In the end, I suppose this all extends from how I view video games as a whole. Much like how someone who likes doing crosswords or solving math problems in their spare time, I prefer to think of most video games – or at least the ones I enjoy – as puzzles, challenges to be solved and completed. As such, I like winning at video games with seemingly no rhyme or reason behind it as much as a mathematician would enjoy solving a math problem by just guessing the answer at random or a crossword enthusiast would like solving a puzzle by just writing the letter Z everywhere. For me, there needs to be a logic behind any achievements or victory: if I’m just going to randomly win based on nothing, I don’t really see much of a point in putting any form of input into it. I might as well just be watching a Let’s Play at that point – how much of a difference is there between watching someone play through a video game and playing through it yourself when it almost feels like victory is assured from the beginning? I’m afraid I can’t get much out of a game if there’s no struggle, nothing to strive for, no challenge to overcome. At that point, I feel like I might as well be watching a movie. If it feels like I don’t need to earn whatever victory condition is set before me, even in the most rudimentary way, it just ends up feeling patronizing and turns me off.

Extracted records
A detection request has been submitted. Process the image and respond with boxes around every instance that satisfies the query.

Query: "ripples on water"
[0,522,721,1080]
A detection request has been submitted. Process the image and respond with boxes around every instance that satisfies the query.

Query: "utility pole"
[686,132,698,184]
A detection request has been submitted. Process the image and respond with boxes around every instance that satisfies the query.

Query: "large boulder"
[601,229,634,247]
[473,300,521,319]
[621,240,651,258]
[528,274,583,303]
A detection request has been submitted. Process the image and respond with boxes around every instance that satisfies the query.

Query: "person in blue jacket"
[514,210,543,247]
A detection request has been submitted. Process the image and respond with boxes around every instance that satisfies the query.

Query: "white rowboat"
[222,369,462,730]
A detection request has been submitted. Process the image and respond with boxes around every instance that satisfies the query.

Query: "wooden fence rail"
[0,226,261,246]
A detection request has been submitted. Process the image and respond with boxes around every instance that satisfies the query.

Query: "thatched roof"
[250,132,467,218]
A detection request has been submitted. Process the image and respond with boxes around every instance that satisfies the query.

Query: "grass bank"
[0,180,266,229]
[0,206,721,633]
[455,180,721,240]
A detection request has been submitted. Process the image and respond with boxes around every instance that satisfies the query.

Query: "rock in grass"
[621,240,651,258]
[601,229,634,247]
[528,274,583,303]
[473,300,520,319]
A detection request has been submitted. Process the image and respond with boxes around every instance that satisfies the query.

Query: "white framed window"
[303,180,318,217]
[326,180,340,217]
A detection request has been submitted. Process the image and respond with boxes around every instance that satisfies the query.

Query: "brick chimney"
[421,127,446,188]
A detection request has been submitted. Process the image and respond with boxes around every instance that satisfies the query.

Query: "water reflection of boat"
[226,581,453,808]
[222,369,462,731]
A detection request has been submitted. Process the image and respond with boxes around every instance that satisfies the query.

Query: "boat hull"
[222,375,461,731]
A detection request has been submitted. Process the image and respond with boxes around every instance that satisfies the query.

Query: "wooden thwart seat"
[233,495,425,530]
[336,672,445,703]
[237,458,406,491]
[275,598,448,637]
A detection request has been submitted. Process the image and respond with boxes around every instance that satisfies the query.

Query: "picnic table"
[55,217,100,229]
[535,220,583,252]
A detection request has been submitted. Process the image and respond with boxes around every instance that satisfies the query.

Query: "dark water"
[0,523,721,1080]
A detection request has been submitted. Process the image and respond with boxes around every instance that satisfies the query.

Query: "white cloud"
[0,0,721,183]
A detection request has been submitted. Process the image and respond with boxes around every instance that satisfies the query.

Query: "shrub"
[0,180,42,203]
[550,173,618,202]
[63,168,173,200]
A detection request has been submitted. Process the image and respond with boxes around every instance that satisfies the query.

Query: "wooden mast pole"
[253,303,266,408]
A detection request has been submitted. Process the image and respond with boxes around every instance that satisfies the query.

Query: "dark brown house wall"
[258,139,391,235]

◆ **What is asked**
1. Starting with the first line of the listing and going on through the line with "[0,522,721,1080]", write those lines out again in full, with every bounding-box coordinate multiplied by 1.5 and rounded to a whole number (halves round up). Leave all other wording unchanged.
2. Pick up the essay about video games as puzzles right after its last sentence and carry it forward.

◆ **Responses in order**
1.
A detection request has been submitted. Process the image and respond with boxes around every instance that satisfies the query.

Query: "ripples on water"
[0,783,1082,1620]

2.
You’d probably expect this opinion of mine to manifest into a hatred of the trend of “hand-holding” in modern game design. Honestly, you’d be wrong. The thing is that, even at its most blatant, hand holding shows the player everything they need to do. Outside of the most extreme cases, it doesn’t just automatically win the game for them. Even in those rare cases, there’s usually some kind of a caveat, even outside of my own personal “you’re only cheating yourself” perspective. Maybe it doesn’t actually count the stage as beaten, like the Super Guide in various Nintendo platformers: putting a little asterisk there to twist the knife and remind the player to go back and complete the level when their skills have improved to the point where they can do it without help. I’m not going to lie, there are times where forced “hand-holding” is detrimental to game design, but I can’t recall any case where it outright tears out a victory condition and replaces it with “yeah, sure, whatever”. Frankly, I find that way more annoying than every arrow pointing towards the next objective or any sidekick whose sole purpose is to constantly reminds players of various things they either learned in the tutorial or just instinctively knew in the first place.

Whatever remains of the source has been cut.